In order to adopt deep learning approach to classification of failure map pattern classification, we use complete 2 month's wafer map data collected in real fabrications. In real data, various map patterns could happen. In this paper, we introduce a concrete example of radial pattern in Fig. 1, where failed chip appears in 4 radial directions. In this case, deep learning algorithm learns two-class classification models to distinguish radial map patterns from the others. To simulate the real situation, we divide whole dataset into two halves. We train classification models with the first month data, and evaluate the accuracy of classification with the second month data. Since failed wafers are much fewer than normal wafers in real production line, learning classification models of high performance is harder than in experimental settings where all labels are included equally, as known as class imbalance problems in machine learning.

### B. Network Structure

The first thing to do for utilizing neural networks is to determine network structure. Many complex networks have been reported in recent researches (e.g., [14] and many other reviews on deep learning). Recently, owing to improvement of performance of computers or Graphical Processing Units (GPUs), a complex network such as GoogLeNet [16] can be learned with feasible computational resources even in industrial fields.

In this paper, however, we make use of relatively simple Convolutional Neural Network (CNN) structures. CNNs are designed to treat 2D array data and show high performances in image recognition fields (e.g., [15]). Since wafer map patterns can be regarded as simple 2D images, CNNs are promising for their classification.

Table I shows an example of network structure of 5-layer CNN. A 5-layer CNN consists of Input, Convolutional layer, Pooling layer, Full Connection Layer, and Output Layer. In addition to 5-layer CNN, 7-layer CNN is made by adding a set of Convolutional and Pooling layer to 5-layer CNN, and 9-layer is made by adding two sets. As the activation function, we use Rectangle Linear Unit (ReLU) which is known to avoid gradient vanishing problem and make training of deep networks efficient [18].

Collected data –

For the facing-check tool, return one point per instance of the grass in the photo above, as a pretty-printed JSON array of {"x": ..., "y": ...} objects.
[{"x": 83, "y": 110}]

Work to do –
A. In the wafer map passage, why are CNNs considered promising for classifying wafer map patterns? Answer in one to three sentences.
B. In the wafer map passage, alter the portion that begins at the words "The first thing" and stops after "in industrial fields.", replacing "industrial fields" with "manufacturing settings".
The data are not needed for this work.

Answers provided –
A. CNNs are designed to handle 2D array data and perform well in image recognition. Wafer map patterns can be treated as simple 2D images, so CNNs suit their classification.

B.
The first thing to do for utilizing neural networks is to determine network structure. Many complex networks have been reported in recent researches (e.g., [14] and many other reviews on deep learning). Recently, owing to improvement of performance of computers or Graphical Processing Units (GPUs), a complex network such as GoogLeNet [16] can be learned with feasible computational resources even in manufacturing settings.